▶ **Given exercise**
Copy every row below word for word, and leave the pictures out of your copy.

-------

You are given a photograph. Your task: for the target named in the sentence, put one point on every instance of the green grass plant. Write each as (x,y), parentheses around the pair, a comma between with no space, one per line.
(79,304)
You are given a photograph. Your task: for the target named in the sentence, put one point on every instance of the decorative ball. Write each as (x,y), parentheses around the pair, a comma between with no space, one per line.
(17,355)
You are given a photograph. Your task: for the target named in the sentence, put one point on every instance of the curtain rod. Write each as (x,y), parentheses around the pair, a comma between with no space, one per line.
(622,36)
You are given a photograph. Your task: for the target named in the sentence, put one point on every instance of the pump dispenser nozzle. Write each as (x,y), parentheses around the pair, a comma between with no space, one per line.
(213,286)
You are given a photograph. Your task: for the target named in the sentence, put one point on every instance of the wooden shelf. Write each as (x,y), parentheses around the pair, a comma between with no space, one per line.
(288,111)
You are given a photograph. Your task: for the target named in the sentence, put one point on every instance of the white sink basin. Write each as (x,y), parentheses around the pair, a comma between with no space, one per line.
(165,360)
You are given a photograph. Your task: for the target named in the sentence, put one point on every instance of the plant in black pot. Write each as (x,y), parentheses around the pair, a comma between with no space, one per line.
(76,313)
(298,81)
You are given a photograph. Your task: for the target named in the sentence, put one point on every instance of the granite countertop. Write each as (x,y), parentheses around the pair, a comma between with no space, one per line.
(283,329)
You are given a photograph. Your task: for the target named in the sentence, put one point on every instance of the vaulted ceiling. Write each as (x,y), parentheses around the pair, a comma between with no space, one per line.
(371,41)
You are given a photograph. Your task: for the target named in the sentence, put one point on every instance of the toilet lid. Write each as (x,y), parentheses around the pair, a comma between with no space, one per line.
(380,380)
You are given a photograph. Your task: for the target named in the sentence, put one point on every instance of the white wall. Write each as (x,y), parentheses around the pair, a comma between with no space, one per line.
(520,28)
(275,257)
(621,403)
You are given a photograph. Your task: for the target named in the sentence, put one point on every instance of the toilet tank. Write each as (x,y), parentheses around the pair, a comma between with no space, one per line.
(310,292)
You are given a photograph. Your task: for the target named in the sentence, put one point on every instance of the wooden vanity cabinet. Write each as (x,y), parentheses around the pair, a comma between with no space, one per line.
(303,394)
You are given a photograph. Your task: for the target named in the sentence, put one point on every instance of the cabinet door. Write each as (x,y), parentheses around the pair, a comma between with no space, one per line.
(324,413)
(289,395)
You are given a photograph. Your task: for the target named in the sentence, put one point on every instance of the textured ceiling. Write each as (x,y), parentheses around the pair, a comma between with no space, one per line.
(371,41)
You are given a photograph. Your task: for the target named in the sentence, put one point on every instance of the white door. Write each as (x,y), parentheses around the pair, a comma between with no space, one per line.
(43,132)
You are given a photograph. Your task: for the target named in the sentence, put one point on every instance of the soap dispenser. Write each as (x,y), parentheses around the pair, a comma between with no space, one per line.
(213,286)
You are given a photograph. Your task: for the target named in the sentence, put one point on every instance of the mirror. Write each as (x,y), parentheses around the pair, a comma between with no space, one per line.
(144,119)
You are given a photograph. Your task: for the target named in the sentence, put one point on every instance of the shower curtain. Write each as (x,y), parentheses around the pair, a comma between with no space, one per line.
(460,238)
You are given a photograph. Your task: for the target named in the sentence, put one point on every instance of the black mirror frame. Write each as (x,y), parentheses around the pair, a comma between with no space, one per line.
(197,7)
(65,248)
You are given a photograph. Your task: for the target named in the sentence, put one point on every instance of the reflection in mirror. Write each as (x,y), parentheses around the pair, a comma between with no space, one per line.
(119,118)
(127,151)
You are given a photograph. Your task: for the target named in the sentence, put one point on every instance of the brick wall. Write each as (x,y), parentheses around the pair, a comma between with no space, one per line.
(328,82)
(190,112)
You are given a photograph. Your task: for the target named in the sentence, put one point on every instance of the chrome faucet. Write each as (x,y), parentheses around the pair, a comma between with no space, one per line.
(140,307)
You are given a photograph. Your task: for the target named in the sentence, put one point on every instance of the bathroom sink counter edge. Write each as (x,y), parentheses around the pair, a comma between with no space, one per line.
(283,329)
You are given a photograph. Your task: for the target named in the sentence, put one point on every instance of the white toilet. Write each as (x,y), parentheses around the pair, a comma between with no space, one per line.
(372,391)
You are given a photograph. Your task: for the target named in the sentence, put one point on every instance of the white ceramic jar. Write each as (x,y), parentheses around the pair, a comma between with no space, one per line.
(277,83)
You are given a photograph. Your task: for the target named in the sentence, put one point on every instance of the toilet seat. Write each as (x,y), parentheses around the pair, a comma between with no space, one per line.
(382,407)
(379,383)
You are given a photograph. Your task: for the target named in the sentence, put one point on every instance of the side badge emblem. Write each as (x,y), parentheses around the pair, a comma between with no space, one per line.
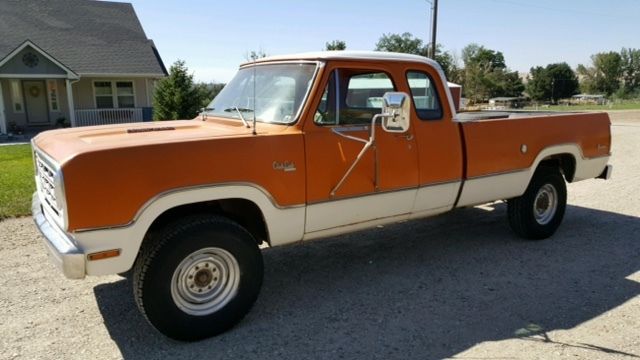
(285,166)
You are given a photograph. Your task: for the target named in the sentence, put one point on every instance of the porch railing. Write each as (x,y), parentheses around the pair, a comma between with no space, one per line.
(87,117)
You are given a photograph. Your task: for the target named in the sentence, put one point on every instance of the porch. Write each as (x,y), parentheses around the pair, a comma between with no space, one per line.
(37,93)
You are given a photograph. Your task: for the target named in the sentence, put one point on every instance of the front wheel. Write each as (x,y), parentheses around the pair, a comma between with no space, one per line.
(198,278)
(537,214)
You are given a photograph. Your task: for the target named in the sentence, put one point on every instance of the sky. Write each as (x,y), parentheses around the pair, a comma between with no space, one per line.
(214,37)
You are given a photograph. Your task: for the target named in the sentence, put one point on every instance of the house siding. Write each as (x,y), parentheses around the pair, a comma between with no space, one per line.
(20,118)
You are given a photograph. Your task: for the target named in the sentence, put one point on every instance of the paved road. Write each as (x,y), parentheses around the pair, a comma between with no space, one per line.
(458,286)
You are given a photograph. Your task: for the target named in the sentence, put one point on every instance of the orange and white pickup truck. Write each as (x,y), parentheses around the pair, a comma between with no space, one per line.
(294,148)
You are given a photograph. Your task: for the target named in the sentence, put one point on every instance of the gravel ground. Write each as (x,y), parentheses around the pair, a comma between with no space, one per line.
(459,285)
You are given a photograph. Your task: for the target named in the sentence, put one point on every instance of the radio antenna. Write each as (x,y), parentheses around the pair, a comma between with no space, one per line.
(255,103)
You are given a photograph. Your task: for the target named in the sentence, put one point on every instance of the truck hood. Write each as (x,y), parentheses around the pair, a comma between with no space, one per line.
(64,144)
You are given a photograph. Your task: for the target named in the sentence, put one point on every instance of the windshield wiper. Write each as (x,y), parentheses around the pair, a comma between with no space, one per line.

-------

▶ **Finished answer**
You are given a photograph. Your task: for the target named in the sentence, put one point on every instance of the green grass plant. Write each as (x,y), parentheses around the pair, a comma between with no space, one per line.
(79,304)
You are given a photograph. Your task: for the target named in the sentence, put one point on every instance of the decorative ball. Write each as (x,y), parentheses around the pair, a comma between with no space, one per line.
(17,355)
You are given a photograph. Your task: for the target named in the sentence, put one point on every instance of the curtain rod. Write each as (x,y), parentheses around the pair, a comma between with no space, one per line.
(622,36)
You are given a photograph. Your task: for the target named in the sentence, put one point on every instance of the pump dispenser nozzle. Write each as (x,y), parentheses around the pair, a comma between with no space, one per line.
(213,286)
You are given a photograph. Your task: for the target named in the sentence, put one point on every instance of the wooden shelf. Write each as (x,y), parentheses around the pair, a comma between with no space, one per line.
(288,111)
You are given a photograph. Your task: for the target named in the sentence, put one point on every instance of the white sink basin. Write each as (x,y), parentheses around the pair, a comma between with no space, one per line.
(165,360)
You are given a photograph. Your task: for the target named in the sentence, put one point on every instance of the plant in black pot. Write each as (x,y), parentheses around the pair, a comma between with no space, one per line.
(76,313)
(298,81)
You are given a photograph. Your task: for the target named in the sentence, put one point on every instance of the granite countertop. Write each as (x,y), parentheses around the pair, a comma between with no space, one per line.
(283,329)
You are given a photograph. Your task: for the target named in the sentence, put one point on every instance of the vaulted ceiling. Write each as (x,y), parentheses around the pair, a comma between with no space, one per line.
(371,41)
You are given a photograph. Your task: for the target named in the sentence, put one point on every instance of the toilet lid. Write each as (x,y), parentheses around the pair, a comma between with no space, one per line.
(380,380)
You are given a photograph. Your task: for the target named in the sentence, put one point on every instance of the white wall. Write each as (x,y), parentheses around the pair, a comma between with no space, one per line.
(520,28)
(275,257)
(621,403)
You are given a photograph. Your task: for the target named in the sentence, put one point on every instance of the toilet tank. Write each as (x,y), parentheses around the pair, a comma between with no space, one per line.
(310,292)
You are given a photograph. Your task: for the target named in the sentence, put one point on every instance of the wooden vanity cabinet. Write each as (x,y), parentheses around the pair, a comma between with no space, one per line.
(303,394)
You are given a photograph. Your task: for the target named in the sentence, put one point on every instance of the cabinet door. Write each as (x,y), parentheses around the pair, a comma between with no space, one per line.
(324,413)
(289,395)
You are given a photograph. Your task: for the target named in the sentence, put one point on every instance of the textured ceiling. Write each as (x,y), parentheses around the pair, a comma between with no space, one per line.
(371,41)
You are given a photograph. Your task: for the target named in the sentence, put one point on every instance of the white door. Write each as (x,y), parentheses around the pair, a comma between with no space, one per line.
(43,132)
You are given a photograph. Your task: for the target named in the sentence, put one point on every instance of the soap dispenser. Write each as (x,y), parentheses around the pair, a comma between with no space, one per line.
(213,286)
You are given a photograph. Your task: for the target named in the sentence, put one point on every instance of the mirror. Write each as (x,y), parentheses around the pair, a comma between with no space, one per line.
(144,119)
You are given a photograph. Your task: for the target named in the sentence, put one point on every instance of the shower curtain. Write each as (x,y), parentheses around the pair, a comma between with no space, one per line.
(460,238)
You are given a photograph. Your task: for the target named in the sentence, put one point on every instance of the black mirror frame. Write each as (x,y), parentheses around the pair, a comma between with no space, one per line.
(197,7)
(65,248)
You are given a photograph. Your task: for the target named in the sentence, put one point on every instance of the reflection in mirror. Write each as (x,y), parentheses around the pair, a comma between with no space, one per line.
(119,118)
(127,151)
You are given a photograph. Your task: for the target named in the sentence, put one point on every instance of the brick wall. Write each as (x,y), parentheses around the pair, a comma between with no space, one per line.
(328,82)
(190,112)
You are given a photograph. Your task: for the target named in the sentence, put one point on every instance of the chrome faucet. Write each as (x,y), parentheses around the pair, a comma between with no space, one per line.
(140,307)
You are given a photograph. Your task: for the target named in the sentence, put one point on every instance of the bathroom sink counter edge. Write each as (x,y), parentheses around the pair, a comma between with no space, one per line.
(283,329)
You are given a photograph. Your task: for the target named in the sentence, put one point on every instance of the white toilet. Write each as (x,y), parentheses around the pair, a comma between with no space, one per line.
(372,391)
You are given a photograph. Your task: for the target named in the sentence, put one point on every instance of the white ceramic jar. Write each as (x,y), parentheses around the pair, a comma between with no space, one per line.
(277,83)
You are given a photograph. Your task: for the target named in the sentence, put one point on every instance of the toilet seat. Write each as (x,y), parentheses around the pair, a comma between with no space, one per line.
(382,407)
(379,383)
You are given a photograph. Your task: for the target named in the sentence, put one point on every instance of the side badge emblem. Write each as (x,y), parentheses around the pair, a comma between with no space, one per line.
(285,166)
You are given a photograph. Your task: for the target named in the sentence, put one point on every instance of the porch railing. Write each as (x,y), parentheses around the pair, a comma between with no space, one per line.
(87,117)
You are given a photograph. Your task: for the target named in the sentence, put one point on every instance of the porch. Write each as (x,y), parentheses around the pair, a comma between with no space, one per line.
(37,93)
You are given a photograph. Your task: for the target named in the sentence, put one point on every instance of the front wheel. Write each as (x,y), parentheses around the pair, a comma between with no space, one per line.
(198,278)
(537,214)
You are given a photograph. Your task: for the target named in the sentence, put one point on every instance of the sky. Write each as (x,y), parentheses around the pair, a comma between with no space, one per line.
(214,37)
You are given a photograph. Your task: for the target named in the sentence, put one point on every instance of the house siding. Write each as (x,y), parentheses around the pair, a comma between with no space, one per line.
(20,118)
You are given a photograph. Your task: for the target named in the sentence, put one point on every instance of the paved road. Write each as (x,y), parentheses around the pair, a comma between with no space, one per line.
(458,286)
You are given a photograph. Your task: for the target named in the sentence, put one point on every instance of the orange and white pickup truck. Write each as (x,y), parentheses around the pair, a comma between with no space, one per line.
(294,148)
You are given a photograph. Your task: for the target named in the sentence, put one point on every instance of the gravel ground. Write each as (x,y), parentheses around the pair, a comma between with no space, one per line.
(459,285)
You are given a photograph. Your task: for the target named in the sentence, put one point on every instance of the radio antenna. Write each as (x,y), parentheses around the pair, a comma between with no space, one per line.
(255,103)
You are given a photograph. Your task: for the target named in the sentence, put one point on every instance of the truck hood. Write each as (x,y), parentheses around the pair, a comma between with no space, one per line.
(64,144)
You are given a photograph. Your task: for the target named in the sentence, put one point on every instance of the windshield wiper. Write each as (x,y), parentheses around the pair, a comma between with no space, one per line.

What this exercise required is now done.